Task prompt → Give only the lines from the one containing "Objective: provide one point per instance of the forearm." through the end of the material below, exactly as written.

Supplied data →
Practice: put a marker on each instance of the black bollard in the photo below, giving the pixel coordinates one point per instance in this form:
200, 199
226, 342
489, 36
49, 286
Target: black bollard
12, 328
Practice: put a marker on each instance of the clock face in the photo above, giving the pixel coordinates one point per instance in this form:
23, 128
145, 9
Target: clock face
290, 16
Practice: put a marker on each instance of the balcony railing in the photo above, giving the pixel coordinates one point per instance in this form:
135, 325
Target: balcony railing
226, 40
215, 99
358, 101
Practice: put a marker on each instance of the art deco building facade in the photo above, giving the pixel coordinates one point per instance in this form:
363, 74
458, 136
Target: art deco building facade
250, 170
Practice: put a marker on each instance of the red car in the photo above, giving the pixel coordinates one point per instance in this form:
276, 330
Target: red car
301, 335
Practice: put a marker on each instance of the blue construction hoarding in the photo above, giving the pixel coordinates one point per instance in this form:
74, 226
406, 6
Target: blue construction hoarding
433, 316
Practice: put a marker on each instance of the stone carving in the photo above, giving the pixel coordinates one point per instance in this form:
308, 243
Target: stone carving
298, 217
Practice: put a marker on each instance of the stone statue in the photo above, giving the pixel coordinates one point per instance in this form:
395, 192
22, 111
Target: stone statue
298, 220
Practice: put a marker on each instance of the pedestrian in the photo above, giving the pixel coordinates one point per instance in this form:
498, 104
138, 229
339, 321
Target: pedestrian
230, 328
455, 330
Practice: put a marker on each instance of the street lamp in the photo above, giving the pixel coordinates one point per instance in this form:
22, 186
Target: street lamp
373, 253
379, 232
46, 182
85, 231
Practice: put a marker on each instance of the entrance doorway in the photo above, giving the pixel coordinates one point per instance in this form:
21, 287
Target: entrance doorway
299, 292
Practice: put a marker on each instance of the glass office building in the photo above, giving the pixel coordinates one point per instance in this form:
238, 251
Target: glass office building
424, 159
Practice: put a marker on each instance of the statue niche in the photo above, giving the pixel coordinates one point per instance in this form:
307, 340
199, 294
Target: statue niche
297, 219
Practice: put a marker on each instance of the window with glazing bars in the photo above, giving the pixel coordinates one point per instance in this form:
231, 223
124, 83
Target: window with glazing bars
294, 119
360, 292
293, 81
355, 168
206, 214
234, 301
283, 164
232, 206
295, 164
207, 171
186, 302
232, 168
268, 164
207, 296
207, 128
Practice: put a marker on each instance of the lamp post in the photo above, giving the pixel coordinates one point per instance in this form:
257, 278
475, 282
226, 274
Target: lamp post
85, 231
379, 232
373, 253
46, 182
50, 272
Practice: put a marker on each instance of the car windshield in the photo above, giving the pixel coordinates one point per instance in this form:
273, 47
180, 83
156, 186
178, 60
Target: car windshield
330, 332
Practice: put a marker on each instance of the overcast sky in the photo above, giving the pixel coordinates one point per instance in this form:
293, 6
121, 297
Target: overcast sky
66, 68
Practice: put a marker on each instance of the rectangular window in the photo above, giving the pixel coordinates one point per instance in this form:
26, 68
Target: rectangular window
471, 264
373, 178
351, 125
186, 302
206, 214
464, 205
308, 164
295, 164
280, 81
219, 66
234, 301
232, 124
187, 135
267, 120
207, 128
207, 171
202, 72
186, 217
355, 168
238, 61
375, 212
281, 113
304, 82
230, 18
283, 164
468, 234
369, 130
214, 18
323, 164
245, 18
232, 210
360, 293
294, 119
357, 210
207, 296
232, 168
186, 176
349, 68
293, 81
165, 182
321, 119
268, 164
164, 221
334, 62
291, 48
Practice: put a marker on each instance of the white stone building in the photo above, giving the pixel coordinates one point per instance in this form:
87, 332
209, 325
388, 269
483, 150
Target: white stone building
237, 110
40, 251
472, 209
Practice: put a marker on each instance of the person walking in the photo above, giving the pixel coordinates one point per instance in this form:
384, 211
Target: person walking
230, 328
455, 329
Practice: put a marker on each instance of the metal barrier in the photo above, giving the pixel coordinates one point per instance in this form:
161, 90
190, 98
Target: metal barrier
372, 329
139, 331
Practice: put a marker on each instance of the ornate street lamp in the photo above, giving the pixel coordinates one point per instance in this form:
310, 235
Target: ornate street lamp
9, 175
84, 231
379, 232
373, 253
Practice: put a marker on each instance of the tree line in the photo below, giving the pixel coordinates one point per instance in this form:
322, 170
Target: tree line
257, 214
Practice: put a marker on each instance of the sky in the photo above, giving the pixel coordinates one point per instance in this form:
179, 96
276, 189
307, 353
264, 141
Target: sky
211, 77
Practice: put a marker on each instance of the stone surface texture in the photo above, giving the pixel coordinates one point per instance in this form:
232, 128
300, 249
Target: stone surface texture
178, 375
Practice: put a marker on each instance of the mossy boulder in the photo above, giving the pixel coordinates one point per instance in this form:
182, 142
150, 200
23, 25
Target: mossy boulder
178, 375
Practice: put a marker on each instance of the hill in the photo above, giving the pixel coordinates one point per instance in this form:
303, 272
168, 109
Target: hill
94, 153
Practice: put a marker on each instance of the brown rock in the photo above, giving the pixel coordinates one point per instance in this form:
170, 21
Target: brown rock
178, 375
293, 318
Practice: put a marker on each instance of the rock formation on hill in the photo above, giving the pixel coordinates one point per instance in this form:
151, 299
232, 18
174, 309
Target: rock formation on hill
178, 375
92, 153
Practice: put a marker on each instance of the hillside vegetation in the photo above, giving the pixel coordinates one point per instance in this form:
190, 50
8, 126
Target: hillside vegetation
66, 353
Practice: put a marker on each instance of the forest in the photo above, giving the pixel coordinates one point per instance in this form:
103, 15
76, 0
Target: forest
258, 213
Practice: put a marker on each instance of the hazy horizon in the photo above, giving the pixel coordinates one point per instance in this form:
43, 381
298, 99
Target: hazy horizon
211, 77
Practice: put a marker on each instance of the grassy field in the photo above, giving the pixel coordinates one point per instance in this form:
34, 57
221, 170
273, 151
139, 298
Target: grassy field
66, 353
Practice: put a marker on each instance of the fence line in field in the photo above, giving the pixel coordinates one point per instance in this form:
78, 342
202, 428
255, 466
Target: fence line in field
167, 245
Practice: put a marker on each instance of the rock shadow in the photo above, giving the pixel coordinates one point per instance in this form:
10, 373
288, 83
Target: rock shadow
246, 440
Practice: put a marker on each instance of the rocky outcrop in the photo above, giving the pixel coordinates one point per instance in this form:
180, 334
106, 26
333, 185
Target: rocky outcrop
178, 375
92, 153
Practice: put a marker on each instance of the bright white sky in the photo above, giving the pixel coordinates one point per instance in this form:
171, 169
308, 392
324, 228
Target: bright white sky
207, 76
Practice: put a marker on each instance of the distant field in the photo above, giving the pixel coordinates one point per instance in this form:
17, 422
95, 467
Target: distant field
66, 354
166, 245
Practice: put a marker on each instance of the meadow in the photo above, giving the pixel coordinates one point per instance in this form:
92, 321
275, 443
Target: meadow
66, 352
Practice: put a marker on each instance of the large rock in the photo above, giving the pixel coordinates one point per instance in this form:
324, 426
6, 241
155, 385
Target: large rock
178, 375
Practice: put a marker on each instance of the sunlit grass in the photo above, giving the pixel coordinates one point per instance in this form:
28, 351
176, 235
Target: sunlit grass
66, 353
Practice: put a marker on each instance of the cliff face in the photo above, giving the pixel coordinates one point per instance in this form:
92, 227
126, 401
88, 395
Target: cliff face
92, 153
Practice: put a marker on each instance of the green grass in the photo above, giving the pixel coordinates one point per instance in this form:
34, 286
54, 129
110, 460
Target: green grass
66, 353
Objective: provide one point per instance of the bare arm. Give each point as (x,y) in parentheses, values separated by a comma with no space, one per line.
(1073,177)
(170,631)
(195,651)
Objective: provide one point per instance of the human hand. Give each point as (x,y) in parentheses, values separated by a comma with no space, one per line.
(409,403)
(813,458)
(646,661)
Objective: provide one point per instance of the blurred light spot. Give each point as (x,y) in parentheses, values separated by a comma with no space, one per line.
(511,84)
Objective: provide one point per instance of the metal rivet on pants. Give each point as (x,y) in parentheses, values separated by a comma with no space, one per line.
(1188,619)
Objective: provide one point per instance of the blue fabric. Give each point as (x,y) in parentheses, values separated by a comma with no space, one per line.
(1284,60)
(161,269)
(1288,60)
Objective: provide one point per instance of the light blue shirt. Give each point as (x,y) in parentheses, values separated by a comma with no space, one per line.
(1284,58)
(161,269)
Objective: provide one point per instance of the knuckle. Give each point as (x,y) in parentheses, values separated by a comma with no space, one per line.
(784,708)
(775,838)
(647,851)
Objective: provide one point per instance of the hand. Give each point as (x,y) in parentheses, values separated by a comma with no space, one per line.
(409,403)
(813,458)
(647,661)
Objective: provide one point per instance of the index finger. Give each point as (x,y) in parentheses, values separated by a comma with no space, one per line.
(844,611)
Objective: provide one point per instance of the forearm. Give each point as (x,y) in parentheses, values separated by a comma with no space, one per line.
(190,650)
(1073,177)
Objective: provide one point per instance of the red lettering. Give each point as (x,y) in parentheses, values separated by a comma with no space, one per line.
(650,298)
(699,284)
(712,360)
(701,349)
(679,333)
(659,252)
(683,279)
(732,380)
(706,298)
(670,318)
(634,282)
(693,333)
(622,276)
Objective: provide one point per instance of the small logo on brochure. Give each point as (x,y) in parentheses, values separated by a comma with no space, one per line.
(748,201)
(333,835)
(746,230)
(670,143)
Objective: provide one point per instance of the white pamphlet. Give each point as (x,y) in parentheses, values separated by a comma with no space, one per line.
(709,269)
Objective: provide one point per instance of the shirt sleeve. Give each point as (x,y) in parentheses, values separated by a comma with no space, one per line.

Output below →
Objective: provide one point per instance of the forearm. Give each point as (x,y) in parentheses, values separated by a comma with no space, one per line.
(190,650)
(1073,177)
Objective: provide one point per instance of the red lettering. Give each point as (x,y) in parentheses, values separated by a comma with no space, one per line.
(650,298)
(699,284)
(712,360)
(701,349)
(679,333)
(659,252)
(683,279)
(732,380)
(706,298)
(670,318)
(634,282)
(693,333)
(622,276)
Objective: provide one point per instance of the small logo on brochure. Give each point as (x,y) in parentheses, values separated by a comma with no space, one per line.
(748,201)
(333,835)
(746,230)
(670,143)
Objective: provide one point per instance of the white pamphlet. Give each point as (x,y) in parentheses, values separated by a comma with no space, one per line.
(709,269)
Objective: provide one point per instance of the shirt sleeve. Give each point as (x,y) in parentheses, values separated by a comma with no space, one per line.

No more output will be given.